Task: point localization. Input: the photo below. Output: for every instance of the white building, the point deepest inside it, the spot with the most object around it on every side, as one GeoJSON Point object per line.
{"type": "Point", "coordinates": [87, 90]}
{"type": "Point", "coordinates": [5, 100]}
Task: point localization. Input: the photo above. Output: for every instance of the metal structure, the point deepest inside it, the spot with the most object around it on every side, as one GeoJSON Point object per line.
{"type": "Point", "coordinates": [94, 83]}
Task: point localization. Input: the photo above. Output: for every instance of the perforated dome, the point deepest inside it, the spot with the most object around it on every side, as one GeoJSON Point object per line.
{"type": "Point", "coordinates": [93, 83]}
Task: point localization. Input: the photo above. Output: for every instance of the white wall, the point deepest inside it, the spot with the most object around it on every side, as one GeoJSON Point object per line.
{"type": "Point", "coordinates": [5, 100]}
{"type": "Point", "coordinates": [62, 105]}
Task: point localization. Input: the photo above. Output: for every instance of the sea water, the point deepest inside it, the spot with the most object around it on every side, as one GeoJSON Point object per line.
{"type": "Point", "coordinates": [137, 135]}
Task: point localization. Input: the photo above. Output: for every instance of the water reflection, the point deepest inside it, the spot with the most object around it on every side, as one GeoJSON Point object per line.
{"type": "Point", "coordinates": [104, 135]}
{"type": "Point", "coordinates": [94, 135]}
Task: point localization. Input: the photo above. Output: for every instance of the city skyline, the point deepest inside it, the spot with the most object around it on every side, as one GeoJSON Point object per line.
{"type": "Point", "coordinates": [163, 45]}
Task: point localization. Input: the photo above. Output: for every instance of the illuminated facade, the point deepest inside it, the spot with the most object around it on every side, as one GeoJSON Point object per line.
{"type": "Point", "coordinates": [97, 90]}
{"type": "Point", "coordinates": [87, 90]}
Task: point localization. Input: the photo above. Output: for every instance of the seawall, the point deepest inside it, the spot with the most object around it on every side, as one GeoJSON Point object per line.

+++

From the line holding "sea water, the" through the last line above, reproduce each line exactly and add nothing.

COMPLETE RESPONSE:
Task: point localization. Input: the photo above. Output: for every instance of the sea water, the point deepest inside it, the spot with the most object around it on every side, as one GeoJSON Point object per line.
{"type": "Point", "coordinates": [137, 135]}
Task: point localization. Input: the photo above. Output: for every instance of the water reflection, the point deepest inside it, the spot with the most object around it on every side, as one GeoJSON Point object per line.
{"type": "Point", "coordinates": [104, 135]}
{"type": "Point", "coordinates": [94, 135]}
Task: point localization. Input: the photo above. Output: for every instance of the city skyline, the point deepest inside it, the spot with the most object around it on every side, as one GeoJSON Point object per line.
{"type": "Point", "coordinates": [163, 45]}
Task: point localization. Input: the photo above. Output: for every instance of the illuminated facade, the point deepest inside it, the spot with the most object around it on every side, as one GeoJSON Point object per line.
{"type": "Point", "coordinates": [97, 90]}
{"type": "Point", "coordinates": [87, 90]}
Task: point localization. Input: the photo above. Output: for every instance of the seawall, the point deepest inside it, the spot with the most object around it on every side, as one GeoJSON Point object per line.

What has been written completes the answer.